Data were collected in each classroom by the primary investigator and two trained observers. Observers were graduate students in school psychology who completed a training prior to the implementation of the study. During the training session, observers were trained on the operational definitions for DB and AEB by the primary investigator. Once the operational definitions were mastered, as demonstrated by above 90% accuracy on a quiz, observers conducted simultaneous observations of previously coded videos until a .80 interobserver agreement (IOA) criterion was achieved. IOA was calculated by dividing the total number of agreements by the total number of intervals, and then multiplying this value by 100.
Using the Behavioral Observation of Students in Schools (BOSS; Shapiro, 2013) mobile application, the dependent variables were measured during 20-min observations using a 15-s momentary time sampling (i.e., AEB) and partial interval (i.e., DB) recording procedure. At the start of each new interval, the BOSS mobile app cued the observer with a vibration and a student was observed. When cued for each subsequent interval, the observer rotated to a new student in a predetermined fixed pattern based on the student seating chart. This pattern included all students in each class and was continuously repeated for all intervals in the 20-min observation. Based on prior research on observational methods, the method of observing engagement in individual students in a fixed pattern provides valid estimates of class-wide behavior and is feasible (Briesch, Hemphill, Volpe, & Daniels, 2015). The observer also took notes about the time of the observation, number of students in attendance, and class activities. Data collection procedures were consistent across screening, baseline, intervention, and maintenance phases. Observations were scheduled for all of the school days of the study; however, either observations were not conducted or data were not included if the class activity deviated significantly from typical instruction (e.g., state-wide standardized testing, exam).
Social validity
To more fully understand the acceptability of and satisfaction with the intervention procedures, both teacher and student social validity were assessed using the Usage Rating Profile–Intervention, Revised (URP-IR; Chafouleas, Briesch, Neugebauer, & Riley-Tillman, 2011) and the Children’s Usage Rating Profile (CURP; Briesch & Chafouleas, 2009a) following the completion of the study.
Teacher-reported usability
The URP-IR is a 29-item scale that assesses multiple factors related to sustained intervention usage including acceptability, teacher understanding, home–school collaboration, feasibility, system climate, and system support (Chafouleas et al., 2011). Items were rated on a 6-point Likert-type scale, with higher ratings generally indicating higher perceived usability. The URP-IR has demonstrated solid internal consistency, with the reported Cronbach’s alpha for the subscales ranging from .67 to .95 (Briesch, Chafouleas, Neugebauer, & Riley-Tillman, 2013). Modifications included changing the tense of some words and the addition of Tootling-specific language.
Student-reported usability
The CURP is a 21-item questionnaire on which students were asked to rate the personal desirability, feasibility, and understanding of the intervention using a 4-point Likert-type scale. Briesch and Chafouleas (2009b) reported Cronbach’s alpha for the three subscales of the CURP to range from .75 to .92. Similar to modifications to the URP-IR, the tense of some words was changed and the language made more specific to the Tootling intervention on the CURP. Adjustments were made to the CURP to ensure that the name of the intervention matched the name chosen by the students in the class. All other aspects of the CURP, including one reversed-scored item, remained intact. The ratings for the six to eight items from each scale were summed and then averaged across all the students in the class.

- _Written tasks_
**A.** In the classroom observation excerpt, translate this sentence into Spanish: "Items were rated on a 6-point Likert-type scale, with higher ratings generally indicating higher perceived usability."
**B.** Return the rows below word for word, starting with the first row and going on through the line with "x=158 y=177".

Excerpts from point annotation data
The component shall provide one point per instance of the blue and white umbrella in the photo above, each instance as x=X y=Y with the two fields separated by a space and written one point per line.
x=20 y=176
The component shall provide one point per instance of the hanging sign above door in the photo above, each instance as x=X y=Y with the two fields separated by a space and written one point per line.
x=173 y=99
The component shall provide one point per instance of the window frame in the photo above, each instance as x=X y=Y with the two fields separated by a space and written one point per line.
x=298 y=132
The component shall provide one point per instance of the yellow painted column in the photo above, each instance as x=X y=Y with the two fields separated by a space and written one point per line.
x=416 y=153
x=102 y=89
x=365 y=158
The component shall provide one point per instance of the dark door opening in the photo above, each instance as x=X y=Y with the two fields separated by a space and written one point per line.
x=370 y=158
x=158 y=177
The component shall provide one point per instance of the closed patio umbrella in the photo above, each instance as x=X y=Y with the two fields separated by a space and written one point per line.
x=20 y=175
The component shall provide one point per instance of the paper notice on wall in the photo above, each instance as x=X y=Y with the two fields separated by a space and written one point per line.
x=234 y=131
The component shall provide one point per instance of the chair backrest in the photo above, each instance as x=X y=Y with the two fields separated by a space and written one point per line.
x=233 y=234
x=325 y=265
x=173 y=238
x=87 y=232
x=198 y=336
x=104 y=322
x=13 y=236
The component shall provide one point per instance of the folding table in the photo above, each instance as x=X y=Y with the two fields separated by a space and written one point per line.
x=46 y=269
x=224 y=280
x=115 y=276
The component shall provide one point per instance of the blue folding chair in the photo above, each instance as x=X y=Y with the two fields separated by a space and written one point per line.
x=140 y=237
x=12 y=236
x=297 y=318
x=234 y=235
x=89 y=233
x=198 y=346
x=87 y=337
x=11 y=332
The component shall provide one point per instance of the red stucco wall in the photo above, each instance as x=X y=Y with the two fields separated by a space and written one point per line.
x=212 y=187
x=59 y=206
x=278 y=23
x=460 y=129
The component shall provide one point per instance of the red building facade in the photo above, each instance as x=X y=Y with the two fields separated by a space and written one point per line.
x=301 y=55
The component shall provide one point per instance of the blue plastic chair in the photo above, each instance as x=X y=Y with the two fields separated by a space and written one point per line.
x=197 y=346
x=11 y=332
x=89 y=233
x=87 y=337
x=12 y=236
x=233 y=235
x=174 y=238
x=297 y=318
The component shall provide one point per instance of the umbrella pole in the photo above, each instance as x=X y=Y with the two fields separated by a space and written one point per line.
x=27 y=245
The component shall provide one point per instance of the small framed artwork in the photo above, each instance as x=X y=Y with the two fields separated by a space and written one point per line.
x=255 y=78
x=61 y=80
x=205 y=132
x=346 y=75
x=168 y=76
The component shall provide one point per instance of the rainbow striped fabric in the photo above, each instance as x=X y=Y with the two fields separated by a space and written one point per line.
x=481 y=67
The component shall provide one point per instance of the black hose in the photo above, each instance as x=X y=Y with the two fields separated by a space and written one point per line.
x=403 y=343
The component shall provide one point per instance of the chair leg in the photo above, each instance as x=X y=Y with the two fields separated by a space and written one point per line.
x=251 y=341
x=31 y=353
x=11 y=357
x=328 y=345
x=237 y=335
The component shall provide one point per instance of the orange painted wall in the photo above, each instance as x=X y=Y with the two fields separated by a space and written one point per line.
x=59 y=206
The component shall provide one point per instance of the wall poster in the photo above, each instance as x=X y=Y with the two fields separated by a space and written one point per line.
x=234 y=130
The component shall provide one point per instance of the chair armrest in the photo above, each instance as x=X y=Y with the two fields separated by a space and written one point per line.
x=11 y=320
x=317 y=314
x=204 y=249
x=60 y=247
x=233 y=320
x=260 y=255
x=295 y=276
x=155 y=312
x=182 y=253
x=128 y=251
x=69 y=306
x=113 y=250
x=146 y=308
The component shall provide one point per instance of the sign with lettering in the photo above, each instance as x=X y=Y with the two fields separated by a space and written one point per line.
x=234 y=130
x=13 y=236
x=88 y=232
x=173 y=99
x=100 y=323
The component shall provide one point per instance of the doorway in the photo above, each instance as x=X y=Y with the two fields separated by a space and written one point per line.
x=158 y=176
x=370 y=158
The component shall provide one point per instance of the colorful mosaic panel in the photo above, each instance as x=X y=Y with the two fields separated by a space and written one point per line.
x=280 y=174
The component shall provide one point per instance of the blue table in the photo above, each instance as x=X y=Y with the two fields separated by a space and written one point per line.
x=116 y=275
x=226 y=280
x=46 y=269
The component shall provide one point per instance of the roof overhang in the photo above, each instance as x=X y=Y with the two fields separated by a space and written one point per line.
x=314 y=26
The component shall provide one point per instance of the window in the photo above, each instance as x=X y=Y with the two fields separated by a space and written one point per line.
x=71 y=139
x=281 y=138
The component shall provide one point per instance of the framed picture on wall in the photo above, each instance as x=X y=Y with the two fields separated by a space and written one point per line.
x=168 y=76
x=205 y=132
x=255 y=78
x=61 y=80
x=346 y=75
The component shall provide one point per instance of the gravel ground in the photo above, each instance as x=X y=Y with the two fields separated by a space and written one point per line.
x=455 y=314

- _Full solutions_
**A.** Los ítems se calificaron en una escala tipo Likert de 6 puntos, y las calificaciones más altas indicaban, en general, una mayor usabilidad percibida.

**B.**
The component shall provide one point per instance of the blue and white umbrella in the photo above, each instance as x=X y=Y with the two fields separated by a space and written one point per line.
x=20 y=176
The component shall provide one point per instance of the hanging sign above door in the photo above, each instance as x=X y=Y with the two fields separated by a space and written one point per line.
x=173 y=99
The component shall provide one point per instance of the window frame in the photo above, each instance as x=X y=Y with the two fields separated by a space and written one point per line.
x=298 y=132
The component shall provide one point per instance of the yellow painted column in the photo above, each instance as x=X y=Y with the two fields separated by a space and written one point per line.
x=416 y=153
x=102 y=89
x=365 y=158
The component shall provide one point per instance of the dark door opening in the photo above, each instance as x=X y=Y with the two fields separated by a space and written one point per line.
x=370 y=158
x=158 y=177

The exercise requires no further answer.